#### Extrait de page

Systèmes d’exploitation des smartphones : le duopole d’Apple et de Google n’est pas tenable

Le duopole de fait constitué par les écosystèmes mobiles Android (Google Play) ou iOS (App Store) pose problèmes non seulement aux éditeurs et développeurs de contenus, mais aussi aux autorités antitrust. L’arrivée d’HarmonyOS de Huawei (avec son AppGallery) pourrait jouer les trouble-fête.

Le duopole Apple-Google en tant qu’écosystèmes mobiles dominants dans le monde, à savoir Android et iOS assortis de leur boutique d’applica-tion respective Google Play et App Store, est de plus en plus mal vécu par les développeurs et les éditeurs qui dénoncent des abus de position dominante et des pratiques monopolistiques. Les OS du petit robot vert et de la marque à la pomme s’arrogent, à eux deux, plus de 95 % de ce marché mondial sur smartphone.

Accusés d’abus de position dominante
Dans le monde, d’après StatCounter, Android domine à lui seul avec plus de 70 % de parts de marché sur smartphones et iOS suit de loin avec plus de 25 % de parts de marché (1). Lorsqu’il s’agit de tablettes, l’écart entre le système d’exploitation de Google et celui de Apple s’avère moins grand : plus de 56 % pour Android et plus de 43 % pour iOS (2). Que cela soit sur smartphone ou sur tablettes, le duopole de Google et d’Apple – dirigé respectivement par Sundar Pichai (photo de gauche) et Tim Cook (photo de droite) – est quasi sans partage. Lancés respectivement en juin 2007 et septembre 2008, iOS et Android ont rapidement évincé du marché des systèmes d’exploitation dits de première génération comme Symbian de Nokia, Blackberry de RIM, Bada de Samsung, Windows Mobile de Microsoft ou encore Palm OS de Palm Computing.

########

* [Consigne A]
Renvoyez à l'identique le passage de l'extrait sur les systèmes d'exploitation mobiles qui commence à "Systèmes d’exploitation des" et se termine à "jouer les trouble-fête.".

#### Données fournies

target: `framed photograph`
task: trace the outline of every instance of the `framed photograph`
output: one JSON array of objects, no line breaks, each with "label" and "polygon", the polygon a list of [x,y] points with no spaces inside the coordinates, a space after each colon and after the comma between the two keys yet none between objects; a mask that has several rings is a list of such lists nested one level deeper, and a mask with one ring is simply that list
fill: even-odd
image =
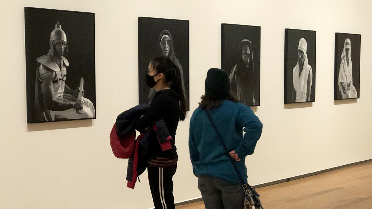
[{"label": "framed photograph", "polygon": [[336,33],[335,100],[359,98],[360,35]]},{"label": "framed photograph", "polygon": [[139,103],[149,102],[156,93],[145,82],[149,63],[154,57],[165,56],[180,69],[186,110],[189,111],[189,20],[139,17],[138,21]]},{"label": "framed photograph", "polygon": [[315,102],[317,32],[285,29],[284,103]]},{"label": "framed photograph", "polygon": [[27,122],[96,118],[94,13],[25,8]]},{"label": "framed photograph", "polygon": [[221,24],[221,68],[242,103],[260,106],[261,27]]}]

########

* [Consigne B]
Recopiez à l'identique l'intégralité du listing, ligne par ligne, en omettant les images dans votre réponse.

* [Corrigé détaillé A]
Systèmes d’exploitation des smartphones : le duopole d’Apple et de Google n’est pas tenable

Le duopole de fait constitué par les écosystèmes mobiles Android (Google Play) ou iOS (App Store) pose problèmes non seulement aux éditeurs et développeurs de contenus, mais aussi aux autorités antitrust. L’arrivée d’HarmonyOS de Huawei (avec son AppGallery) pourrait jouer les trouble-fête.

* [Corrigé détaillé B]
target: `framed photograph`
task: trace the outline of every instance of the `framed photograph`
output: one JSON array of objects, no line breaks, each with "label" and "polygon", the polygon a list of [x,y] points with no spaces inside the coordinates, a space after each colon and after the comma between the two keys yet none between objects; a mask that has several rings is a list of such lists nested one level deeper, and a mask with one ring is simply that list
fill: even-odd
image =
[{"label": "framed photograph", "polygon": [[336,33],[335,100],[359,98],[360,35]]},{"label": "framed photograph", "polygon": [[139,103],[149,102],[156,93],[145,82],[149,63],[154,57],[165,56],[180,69],[186,110],[189,111],[189,20],[139,17],[138,21]]},{"label": "framed photograph", "polygon": [[315,102],[317,32],[285,29],[284,103]]},{"label": "framed photograph", "polygon": [[27,122],[96,118],[94,13],[25,8]]},{"label": "framed photograph", "polygon": [[221,24],[221,68],[242,103],[260,106],[261,27]]}]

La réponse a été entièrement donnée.